Contour annotation records:

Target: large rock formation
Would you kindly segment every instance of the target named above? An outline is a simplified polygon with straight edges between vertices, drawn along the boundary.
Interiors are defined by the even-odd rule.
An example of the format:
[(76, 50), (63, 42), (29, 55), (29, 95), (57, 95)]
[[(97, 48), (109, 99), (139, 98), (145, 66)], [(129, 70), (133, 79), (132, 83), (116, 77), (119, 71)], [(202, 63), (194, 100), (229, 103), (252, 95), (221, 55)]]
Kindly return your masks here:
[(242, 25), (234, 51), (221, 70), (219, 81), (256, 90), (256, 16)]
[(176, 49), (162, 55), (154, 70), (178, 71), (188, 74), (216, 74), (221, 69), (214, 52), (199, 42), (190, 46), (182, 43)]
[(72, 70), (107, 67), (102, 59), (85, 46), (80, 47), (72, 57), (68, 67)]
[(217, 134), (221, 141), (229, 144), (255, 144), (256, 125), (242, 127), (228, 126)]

What the task asks:
Reproduce all of the data above verbatim, with nothing changed.

Task result:
Target: large rock formation
Would you kindly segment every instance of the target named above? An outline is a simplified polygon with straight edges between vertices, drawn along the boundary.
Interiors are defined by the even-odd rule.
An example of the format:
[(76, 50), (63, 42), (29, 55), (29, 95), (57, 95)]
[[(97, 48), (109, 99), (139, 98), (145, 66)], [(129, 70), (133, 79), (132, 83), (116, 77), (119, 71)], [(202, 63), (194, 100), (229, 103), (252, 95), (221, 55)]]
Kindly return your masks here:
[(242, 25), (234, 51), (221, 70), (219, 81), (256, 90), (256, 16)]
[(176, 49), (162, 55), (154, 70), (178, 71), (188, 74), (216, 74), (221, 69), (214, 52), (199, 42), (190, 46), (182, 43)]
[(72, 70), (107, 67), (102, 59), (85, 46), (80, 47), (72, 57), (68, 67)]
[(217, 134), (221, 141), (229, 144), (255, 144), (256, 125), (242, 127), (228, 126)]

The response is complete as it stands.